- PROBLEM TO WORK ON -
Word for word, reproduce every line of the data below.
BEGIN DATA TO EXAMINE
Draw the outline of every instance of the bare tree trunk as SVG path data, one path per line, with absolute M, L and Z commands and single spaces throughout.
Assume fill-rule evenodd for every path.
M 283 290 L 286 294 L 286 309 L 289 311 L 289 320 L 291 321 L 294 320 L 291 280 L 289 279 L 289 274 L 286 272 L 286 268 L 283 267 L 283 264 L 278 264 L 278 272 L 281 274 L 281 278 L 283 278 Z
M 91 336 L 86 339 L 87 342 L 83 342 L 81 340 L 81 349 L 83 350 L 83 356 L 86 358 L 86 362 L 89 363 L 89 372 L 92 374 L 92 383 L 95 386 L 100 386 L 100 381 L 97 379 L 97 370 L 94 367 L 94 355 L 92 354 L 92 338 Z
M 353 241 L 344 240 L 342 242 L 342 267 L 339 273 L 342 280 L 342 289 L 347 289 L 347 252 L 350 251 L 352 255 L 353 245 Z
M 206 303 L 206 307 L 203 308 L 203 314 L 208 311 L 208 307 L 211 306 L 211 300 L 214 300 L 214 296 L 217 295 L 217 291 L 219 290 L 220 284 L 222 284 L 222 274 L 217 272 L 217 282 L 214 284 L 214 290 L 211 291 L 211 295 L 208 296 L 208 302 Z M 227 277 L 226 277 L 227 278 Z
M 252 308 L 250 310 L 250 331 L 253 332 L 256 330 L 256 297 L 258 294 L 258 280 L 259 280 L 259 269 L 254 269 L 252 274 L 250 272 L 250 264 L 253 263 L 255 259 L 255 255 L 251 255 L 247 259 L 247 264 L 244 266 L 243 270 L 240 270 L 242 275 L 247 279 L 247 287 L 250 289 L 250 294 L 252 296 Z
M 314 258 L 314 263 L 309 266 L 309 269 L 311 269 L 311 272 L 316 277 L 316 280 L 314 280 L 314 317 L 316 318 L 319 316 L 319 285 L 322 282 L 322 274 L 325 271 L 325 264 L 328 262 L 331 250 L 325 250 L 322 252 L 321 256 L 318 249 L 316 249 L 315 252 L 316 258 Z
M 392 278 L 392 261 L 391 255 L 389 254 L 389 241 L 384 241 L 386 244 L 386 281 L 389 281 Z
END DATA TO EXAMINE
- PROBLEM SOLUTION -
Draw the outline of every instance of the bare tree trunk as SVG path data, one path per line, with absolute M, L and Z commands and single spaces throughout.
Assume fill-rule evenodd for every path.
M 283 290 L 286 294 L 286 309 L 289 311 L 289 320 L 291 321 L 294 320 L 291 280 L 289 279 L 289 274 L 286 272 L 286 268 L 283 267 L 283 264 L 278 264 L 278 272 L 281 274 L 281 278 L 283 278 Z
M 91 336 L 86 339 L 87 342 L 83 342 L 81 340 L 81 349 L 83 350 L 83 356 L 86 358 L 86 362 L 89 363 L 89 372 L 92 374 L 92 383 L 95 386 L 100 386 L 100 381 L 97 379 L 97 370 L 94 367 L 94 355 L 92 354 L 92 338 Z
M 353 241 L 344 240 L 342 242 L 342 267 L 339 273 L 342 280 L 342 289 L 347 289 L 347 252 L 350 251 L 352 255 L 353 245 Z
M 206 303 L 206 307 L 203 308 L 203 314 L 208 311 L 208 307 L 211 306 L 211 300 L 214 300 L 214 296 L 217 295 L 217 291 L 219 290 L 220 284 L 222 284 L 222 274 L 217 272 L 217 282 L 214 284 L 214 290 L 211 291 L 211 295 L 208 296 L 208 302 Z M 227 277 L 226 277 L 227 278 Z
M 252 308 L 250 310 L 250 331 L 253 332 L 256 330 L 256 297 L 258 294 L 258 280 L 259 280 L 259 269 L 254 269 L 252 274 L 250 272 L 250 264 L 253 263 L 255 259 L 255 255 L 251 255 L 247 259 L 247 264 L 244 266 L 243 270 L 240 270 L 242 275 L 247 279 L 247 287 L 250 289 L 250 294 L 252 296 Z
M 314 258 L 314 263 L 309 266 L 309 269 L 311 269 L 311 272 L 316 277 L 316 280 L 314 280 L 314 317 L 316 318 L 319 316 L 319 285 L 322 282 L 322 274 L 325 271 L 325 264 L 328 262 L 331 250 L 325 250 L 322 252 L 321 256 L 318 249 L 316 249 L 315 252 L 316 258 Z
M 392 278 L 392 261 L 391 255 L 389 254 L 389 241 L 384 241 L 386 244 L 386 281 L 389 281 Z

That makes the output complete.